> [Problem details]: Output the records from the line containing "Tag every instance of the paved" through the line containing "x=288 y=110", both lines included, as a two-column CSV with the header instruction,points. Give one row per record, with its text in the first quoted field and its answer in the second, and replace every line break with a space.

> [Entries shown]:
• • • • •

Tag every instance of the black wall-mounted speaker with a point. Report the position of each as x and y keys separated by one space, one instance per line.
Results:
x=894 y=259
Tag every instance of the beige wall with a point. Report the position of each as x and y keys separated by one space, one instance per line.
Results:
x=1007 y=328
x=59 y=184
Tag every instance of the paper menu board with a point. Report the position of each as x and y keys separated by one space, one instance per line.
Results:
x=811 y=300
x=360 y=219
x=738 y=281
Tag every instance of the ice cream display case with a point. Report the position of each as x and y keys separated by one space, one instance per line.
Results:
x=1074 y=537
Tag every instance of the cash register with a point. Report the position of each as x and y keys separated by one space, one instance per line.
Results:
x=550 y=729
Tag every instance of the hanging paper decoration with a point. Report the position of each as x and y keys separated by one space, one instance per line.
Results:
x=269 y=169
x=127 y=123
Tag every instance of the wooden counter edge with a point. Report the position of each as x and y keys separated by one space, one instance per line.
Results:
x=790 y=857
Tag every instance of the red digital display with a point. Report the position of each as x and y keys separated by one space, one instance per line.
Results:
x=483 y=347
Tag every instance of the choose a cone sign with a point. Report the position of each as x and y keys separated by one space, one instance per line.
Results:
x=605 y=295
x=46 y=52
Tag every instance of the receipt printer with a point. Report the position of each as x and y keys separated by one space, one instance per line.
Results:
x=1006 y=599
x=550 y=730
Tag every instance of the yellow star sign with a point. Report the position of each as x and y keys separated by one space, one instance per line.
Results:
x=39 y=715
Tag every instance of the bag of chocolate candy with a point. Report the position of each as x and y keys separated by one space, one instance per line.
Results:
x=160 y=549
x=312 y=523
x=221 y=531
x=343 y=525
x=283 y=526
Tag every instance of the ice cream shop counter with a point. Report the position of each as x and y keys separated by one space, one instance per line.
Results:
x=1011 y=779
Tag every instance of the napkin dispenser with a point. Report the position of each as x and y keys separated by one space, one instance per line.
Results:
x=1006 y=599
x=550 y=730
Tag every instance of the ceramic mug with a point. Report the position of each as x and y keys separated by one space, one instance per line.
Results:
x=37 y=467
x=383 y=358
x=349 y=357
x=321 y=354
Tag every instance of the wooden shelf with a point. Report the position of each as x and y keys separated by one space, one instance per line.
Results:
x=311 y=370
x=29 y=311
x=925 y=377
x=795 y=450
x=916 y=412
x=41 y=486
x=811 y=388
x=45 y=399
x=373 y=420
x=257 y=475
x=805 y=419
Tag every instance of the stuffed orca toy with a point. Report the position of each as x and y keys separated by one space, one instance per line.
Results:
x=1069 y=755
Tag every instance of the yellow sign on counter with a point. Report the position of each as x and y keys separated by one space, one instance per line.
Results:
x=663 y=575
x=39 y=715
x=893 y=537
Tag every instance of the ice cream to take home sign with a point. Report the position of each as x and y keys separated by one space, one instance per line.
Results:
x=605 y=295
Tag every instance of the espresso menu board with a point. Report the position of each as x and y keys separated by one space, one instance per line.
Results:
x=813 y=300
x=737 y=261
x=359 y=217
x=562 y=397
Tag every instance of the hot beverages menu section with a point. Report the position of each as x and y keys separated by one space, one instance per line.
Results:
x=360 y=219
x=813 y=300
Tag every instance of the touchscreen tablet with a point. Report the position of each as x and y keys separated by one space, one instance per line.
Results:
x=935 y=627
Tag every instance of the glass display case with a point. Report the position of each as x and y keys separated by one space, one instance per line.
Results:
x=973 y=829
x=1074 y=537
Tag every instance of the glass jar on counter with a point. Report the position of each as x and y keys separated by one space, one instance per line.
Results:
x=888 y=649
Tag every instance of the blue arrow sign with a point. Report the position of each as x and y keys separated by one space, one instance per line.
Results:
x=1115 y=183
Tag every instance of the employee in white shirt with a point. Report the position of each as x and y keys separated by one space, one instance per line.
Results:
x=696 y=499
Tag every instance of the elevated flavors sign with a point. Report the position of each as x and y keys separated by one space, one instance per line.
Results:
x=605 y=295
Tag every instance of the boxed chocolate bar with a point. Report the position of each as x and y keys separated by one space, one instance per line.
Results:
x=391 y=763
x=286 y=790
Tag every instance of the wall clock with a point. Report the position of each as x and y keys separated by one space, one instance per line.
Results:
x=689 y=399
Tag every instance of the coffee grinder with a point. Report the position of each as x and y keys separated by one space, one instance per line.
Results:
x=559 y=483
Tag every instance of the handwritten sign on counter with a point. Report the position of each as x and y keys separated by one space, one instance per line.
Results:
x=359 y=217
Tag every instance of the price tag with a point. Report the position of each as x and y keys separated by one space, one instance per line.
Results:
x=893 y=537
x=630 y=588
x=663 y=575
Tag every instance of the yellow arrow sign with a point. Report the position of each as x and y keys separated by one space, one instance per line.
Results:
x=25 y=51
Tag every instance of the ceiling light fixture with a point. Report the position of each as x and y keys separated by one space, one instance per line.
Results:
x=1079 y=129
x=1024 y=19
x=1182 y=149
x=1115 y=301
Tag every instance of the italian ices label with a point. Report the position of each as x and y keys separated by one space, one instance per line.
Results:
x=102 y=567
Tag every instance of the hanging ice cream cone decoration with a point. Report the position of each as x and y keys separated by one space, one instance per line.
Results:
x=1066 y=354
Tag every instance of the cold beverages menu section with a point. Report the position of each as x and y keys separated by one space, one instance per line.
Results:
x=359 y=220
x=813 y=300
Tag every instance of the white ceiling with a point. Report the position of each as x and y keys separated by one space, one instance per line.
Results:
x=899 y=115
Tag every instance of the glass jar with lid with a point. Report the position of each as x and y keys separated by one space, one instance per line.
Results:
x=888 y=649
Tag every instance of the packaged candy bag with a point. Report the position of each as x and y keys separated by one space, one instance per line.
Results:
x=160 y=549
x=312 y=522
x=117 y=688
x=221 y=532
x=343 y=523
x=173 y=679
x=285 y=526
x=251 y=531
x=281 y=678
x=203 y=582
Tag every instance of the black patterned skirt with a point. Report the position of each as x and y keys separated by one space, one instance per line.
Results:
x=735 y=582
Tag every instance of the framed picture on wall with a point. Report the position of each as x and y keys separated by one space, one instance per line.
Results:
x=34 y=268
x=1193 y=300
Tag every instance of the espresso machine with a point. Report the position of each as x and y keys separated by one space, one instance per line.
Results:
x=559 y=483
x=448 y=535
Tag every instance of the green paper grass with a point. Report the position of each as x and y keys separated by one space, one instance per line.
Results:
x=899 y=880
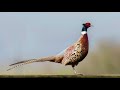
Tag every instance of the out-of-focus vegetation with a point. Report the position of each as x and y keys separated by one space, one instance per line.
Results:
x=104 y=59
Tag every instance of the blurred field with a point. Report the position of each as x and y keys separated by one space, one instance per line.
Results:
x=59 y=76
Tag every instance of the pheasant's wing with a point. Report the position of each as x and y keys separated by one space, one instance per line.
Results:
x=72 y=54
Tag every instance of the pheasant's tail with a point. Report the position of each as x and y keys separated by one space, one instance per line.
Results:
x=50 y=58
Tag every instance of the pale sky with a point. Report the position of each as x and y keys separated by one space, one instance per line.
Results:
x=26 y=35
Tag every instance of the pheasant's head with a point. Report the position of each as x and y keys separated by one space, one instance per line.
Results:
x=87 y=25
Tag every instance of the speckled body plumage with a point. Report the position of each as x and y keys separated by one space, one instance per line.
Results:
x=70 y=56
x=77 y=52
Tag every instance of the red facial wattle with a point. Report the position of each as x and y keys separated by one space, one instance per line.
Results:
x=88 y=25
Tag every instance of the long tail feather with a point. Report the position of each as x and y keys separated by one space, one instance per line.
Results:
x=50 y=58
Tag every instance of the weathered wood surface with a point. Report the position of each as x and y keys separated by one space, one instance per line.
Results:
x=59 y=76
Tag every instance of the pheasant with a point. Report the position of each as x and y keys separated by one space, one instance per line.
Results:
x=72 y=55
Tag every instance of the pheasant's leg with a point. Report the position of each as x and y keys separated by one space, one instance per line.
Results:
x=76 y=72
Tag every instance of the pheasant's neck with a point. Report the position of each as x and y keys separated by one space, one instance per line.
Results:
x=84 y=32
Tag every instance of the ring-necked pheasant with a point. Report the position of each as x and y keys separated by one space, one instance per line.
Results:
x=70 y=56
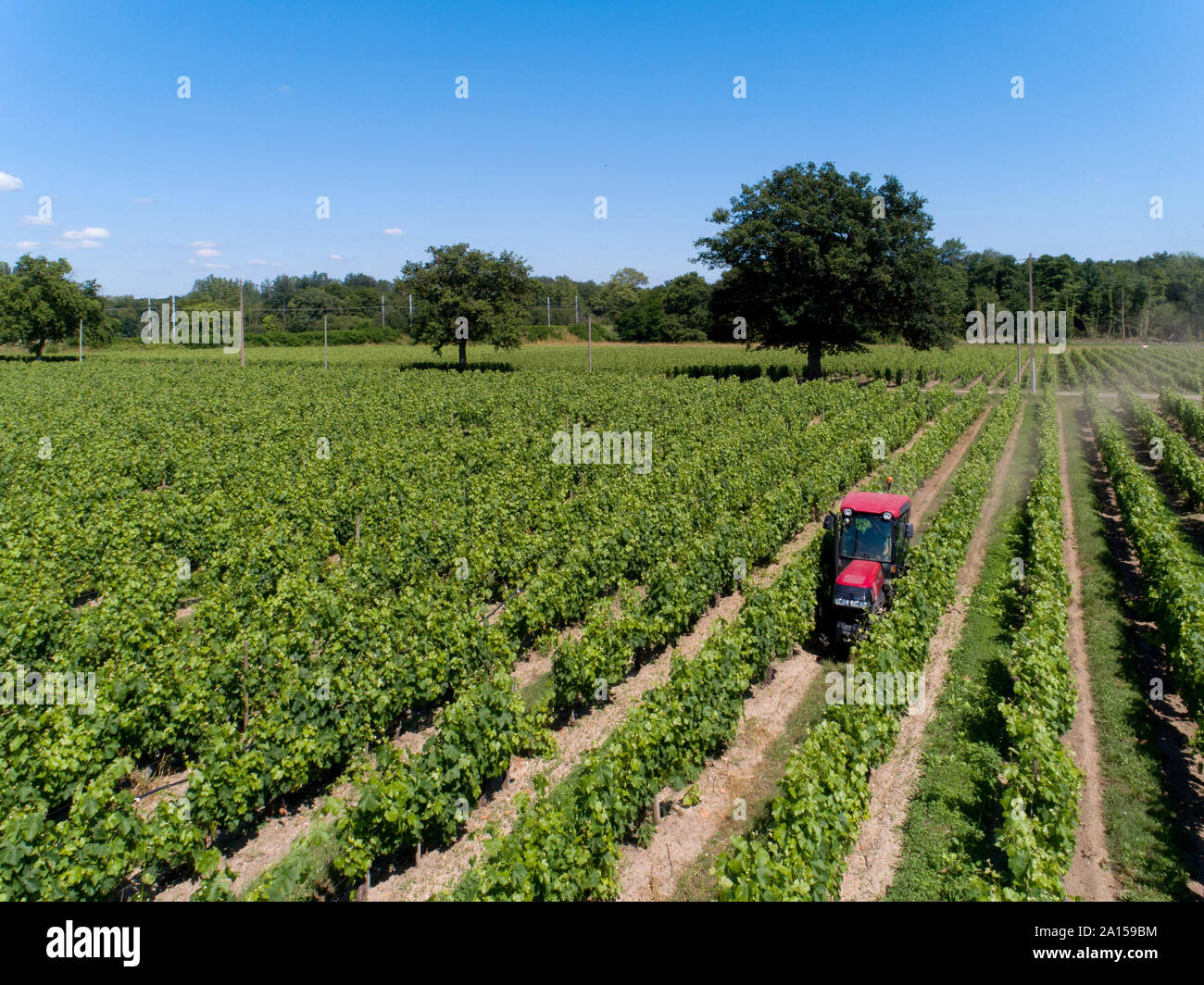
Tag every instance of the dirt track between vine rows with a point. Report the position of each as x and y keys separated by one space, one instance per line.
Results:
x=872 y=862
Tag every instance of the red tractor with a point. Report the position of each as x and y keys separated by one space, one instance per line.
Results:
x=870 y=547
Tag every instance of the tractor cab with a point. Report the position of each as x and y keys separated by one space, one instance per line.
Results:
x=872 y=532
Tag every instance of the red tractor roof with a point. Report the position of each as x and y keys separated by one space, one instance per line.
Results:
x=877 y=503
x=862 y=575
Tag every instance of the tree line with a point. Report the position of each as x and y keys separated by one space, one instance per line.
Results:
x=807 y=258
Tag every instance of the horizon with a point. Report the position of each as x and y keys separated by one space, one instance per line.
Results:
x=565 y=106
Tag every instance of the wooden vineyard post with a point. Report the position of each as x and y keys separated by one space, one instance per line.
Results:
x=245 y=701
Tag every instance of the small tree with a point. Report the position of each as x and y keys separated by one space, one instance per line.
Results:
x=40 y=304
x=820 y=261
x=492 y=293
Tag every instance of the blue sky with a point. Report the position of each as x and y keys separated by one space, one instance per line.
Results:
x=633 y=101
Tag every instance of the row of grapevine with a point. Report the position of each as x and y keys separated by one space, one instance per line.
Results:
x=1040 y=784
x=1169 y=571
x=679 y=592
x=382 y=821
x=922 y=459
x=1174 y=456
x=293 y=661
x=825 y=793
x=566 y=845
x=388 y=817
x=1188 y=413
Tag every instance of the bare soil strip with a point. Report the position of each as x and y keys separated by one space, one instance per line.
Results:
x=1090 y=876
x=686 y=833
x=871 y=865
x=1173 y=728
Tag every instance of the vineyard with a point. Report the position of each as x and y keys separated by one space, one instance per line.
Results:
x=558 y=629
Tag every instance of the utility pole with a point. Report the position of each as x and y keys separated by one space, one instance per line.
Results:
x=1032 y=321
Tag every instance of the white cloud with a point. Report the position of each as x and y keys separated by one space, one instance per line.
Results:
x=91 y=232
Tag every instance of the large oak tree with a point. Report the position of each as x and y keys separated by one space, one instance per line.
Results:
x=820 y=261
x=493 y=293
x=40 y=303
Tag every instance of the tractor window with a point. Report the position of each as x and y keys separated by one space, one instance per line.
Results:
x=868 y=537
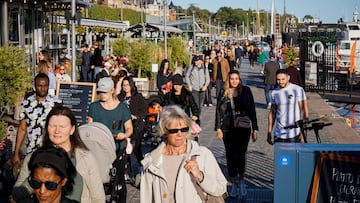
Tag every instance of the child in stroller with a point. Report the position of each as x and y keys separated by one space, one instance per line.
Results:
x=154 y=110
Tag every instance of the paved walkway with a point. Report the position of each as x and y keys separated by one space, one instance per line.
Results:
x=259 y=170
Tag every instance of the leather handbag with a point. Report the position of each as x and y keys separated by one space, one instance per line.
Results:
x=242 y=121
x=207 y=198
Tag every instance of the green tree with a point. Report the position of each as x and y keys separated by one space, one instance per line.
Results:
x=121 y=47
x=142 y=56
x=178 y=53
x=15 y=77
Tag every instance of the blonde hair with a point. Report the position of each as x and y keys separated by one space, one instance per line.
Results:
x=43 y=67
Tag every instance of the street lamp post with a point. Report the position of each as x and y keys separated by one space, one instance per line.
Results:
x=165 y=31
x=121 y=10
x=247 y=24
x=73 y=41
x=194 y=33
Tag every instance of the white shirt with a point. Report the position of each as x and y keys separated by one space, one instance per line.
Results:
x=288 y=110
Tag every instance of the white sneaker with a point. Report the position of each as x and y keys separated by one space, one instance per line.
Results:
x=233 y=191
x=269 y=106
x=243 y=191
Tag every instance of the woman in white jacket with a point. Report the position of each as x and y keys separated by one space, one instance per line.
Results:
x=167 y=169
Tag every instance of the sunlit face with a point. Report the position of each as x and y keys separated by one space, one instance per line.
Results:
x=157 y=107
x=60 y=130
x=234 y=80
x=126 y=86
x=177 y=88
x=179 y=138
x=42 y=87
x=106 y=96
x=282 y=80
x=62 y=69
x=166 y=66
x=43 y=194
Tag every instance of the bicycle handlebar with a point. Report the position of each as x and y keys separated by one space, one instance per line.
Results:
x=301 y=123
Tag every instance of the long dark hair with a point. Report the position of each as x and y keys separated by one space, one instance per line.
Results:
x=184 y=95
x=227 y=87
x=162 y=66
x=75 y=139
x=133 y=88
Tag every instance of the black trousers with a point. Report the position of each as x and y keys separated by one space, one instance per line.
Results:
x=236 y=143
x=120 y=192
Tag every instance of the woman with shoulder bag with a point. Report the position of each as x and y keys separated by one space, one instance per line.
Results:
x=235 y=122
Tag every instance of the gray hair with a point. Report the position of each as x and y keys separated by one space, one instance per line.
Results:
x=170 y=114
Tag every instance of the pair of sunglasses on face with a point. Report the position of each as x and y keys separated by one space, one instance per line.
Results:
x=50 y=185
x=183 y=130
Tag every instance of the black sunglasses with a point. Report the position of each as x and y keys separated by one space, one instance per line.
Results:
x=35 y=184
x=183 y=130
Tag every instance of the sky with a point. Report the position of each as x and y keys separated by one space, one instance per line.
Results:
x=329 y=11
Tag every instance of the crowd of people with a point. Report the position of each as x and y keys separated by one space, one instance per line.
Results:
x=58 y=166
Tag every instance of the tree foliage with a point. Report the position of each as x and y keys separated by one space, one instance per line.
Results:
x=15 y=77
x=145 y=53
x=177 y=52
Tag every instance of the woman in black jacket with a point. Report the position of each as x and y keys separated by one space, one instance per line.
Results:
x=180 y=96
x=236 y=100
x=138 y=108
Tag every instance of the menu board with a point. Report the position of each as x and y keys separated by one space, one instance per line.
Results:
x=336 y=178
x=77 y=96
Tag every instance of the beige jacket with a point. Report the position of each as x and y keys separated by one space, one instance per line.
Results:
x=86 y=166
x=154 y=187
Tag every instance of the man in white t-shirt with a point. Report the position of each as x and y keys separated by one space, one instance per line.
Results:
x=288 y=107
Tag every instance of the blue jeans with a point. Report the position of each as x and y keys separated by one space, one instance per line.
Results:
x=267 y=93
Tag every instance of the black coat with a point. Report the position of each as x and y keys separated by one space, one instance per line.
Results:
x=244 y=103
x=186 y=101
x=138 y=108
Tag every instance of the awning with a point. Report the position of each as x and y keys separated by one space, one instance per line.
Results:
x=154 y=28
x=168 y=28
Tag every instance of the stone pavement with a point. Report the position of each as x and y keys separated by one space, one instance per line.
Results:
x=259 y=173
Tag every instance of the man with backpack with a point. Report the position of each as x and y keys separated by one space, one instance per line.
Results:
x=197 y=78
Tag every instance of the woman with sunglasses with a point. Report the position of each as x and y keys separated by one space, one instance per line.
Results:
x=235 y=99
x=62 y=131
x=51 y=176
x=168 y=168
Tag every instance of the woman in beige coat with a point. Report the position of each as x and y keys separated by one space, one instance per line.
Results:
x=167 y=169
x=62 y=131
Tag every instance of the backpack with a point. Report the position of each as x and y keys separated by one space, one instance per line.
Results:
x=100 y=142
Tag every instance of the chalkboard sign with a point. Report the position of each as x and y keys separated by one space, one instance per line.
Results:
x=77 y=96
x=336 y=178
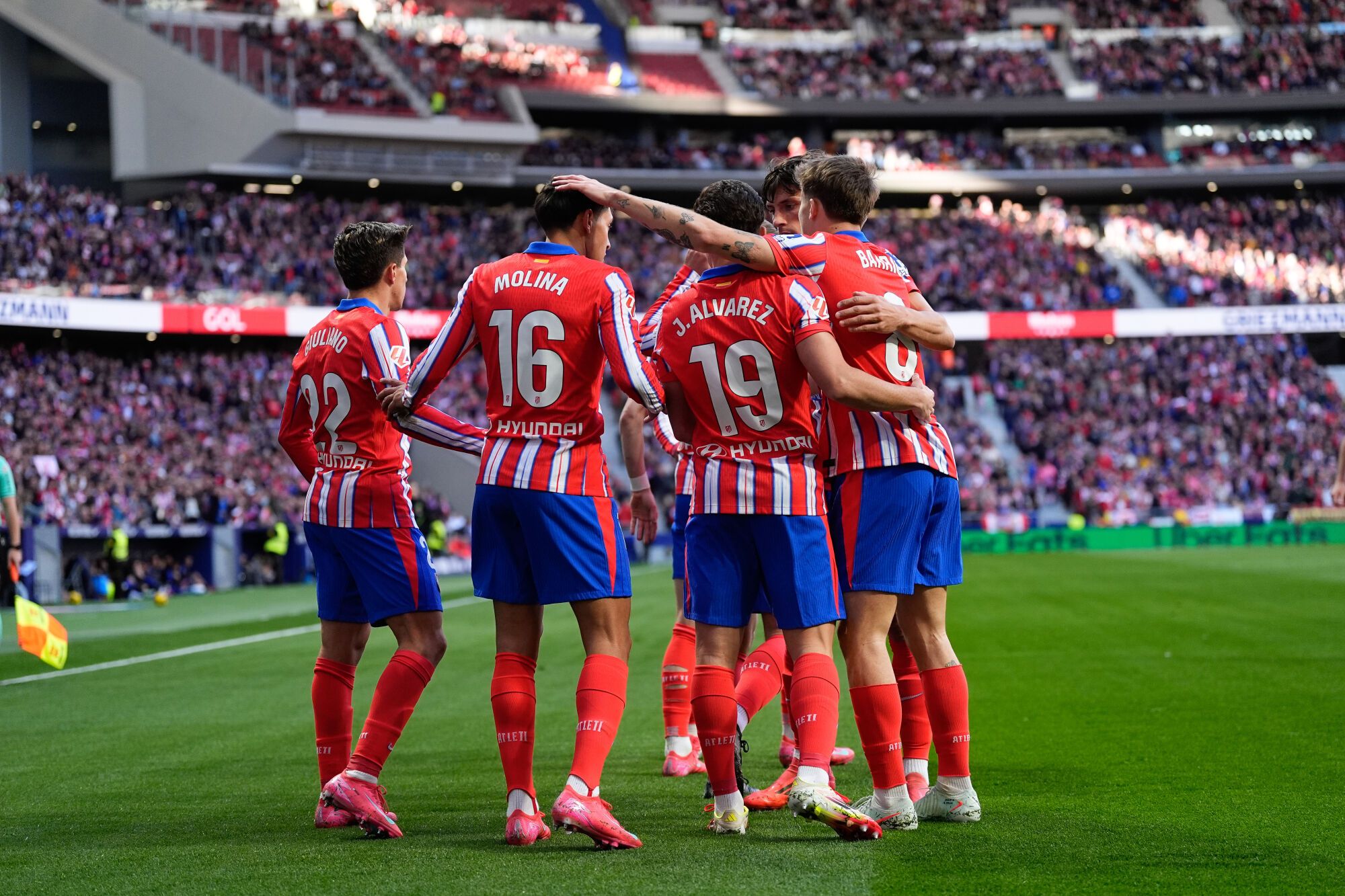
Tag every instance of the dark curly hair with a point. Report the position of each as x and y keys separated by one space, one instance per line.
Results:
x=365 y=249
x=731 y=204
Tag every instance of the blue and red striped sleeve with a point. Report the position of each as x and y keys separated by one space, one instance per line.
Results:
x=454 y=341
x=389 y=354
x=618 y=330
x=800 y=255
x=297 y=431
x=653 y=319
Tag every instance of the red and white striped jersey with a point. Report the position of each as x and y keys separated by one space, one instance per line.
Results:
x=731 y=342
x=683 y=280
x=357 y=463
x=545 y=319
x=677 y=450
x=843 y=264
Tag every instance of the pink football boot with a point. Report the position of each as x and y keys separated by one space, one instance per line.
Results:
x=524 y=829
x=367 y=802
x=591 y=815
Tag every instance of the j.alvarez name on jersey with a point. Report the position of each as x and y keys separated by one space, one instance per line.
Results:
x=724 y=307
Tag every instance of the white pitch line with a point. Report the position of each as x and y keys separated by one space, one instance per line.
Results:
x=197 y=649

• • • • •

> [Response]:
instruction,points
"Tag every instance of the paved walkway with a point. Report the position of each as x and y keys separated by one space, one instance per line. Results:","x=259 y=170"
"Tag every instance of the leather handbag with a point. Report the position of each as x and y keys separated by one space, one instance per line. Results:","x=242 y=121 x=207 y=198"
"Tag every instance of the green tree with a point. Report the position of each as x and y keys separated by one space, one instance per line. Results:","x=121 y=47 x=142 y=56 x=178 y=53 x=15 y=77"
"Tag every instance of the blonde hair with a point. Report the position of each as x and y keys separated by one space, one instance per line. Results:","x=43 y=67"
"Tag every instance of the street lamp post with a point. Report the position of each as x and y keys separated by one space, one instance per line. Results:","x=165 y=31 x=121 y=10 x=247 y=24 x=73 y=41 x=194 y=33"
"Tag every instance of the white shirt with a point. Report the position of each as x and y keys separated by one space, one instance per line. Results:","x=288 y=110"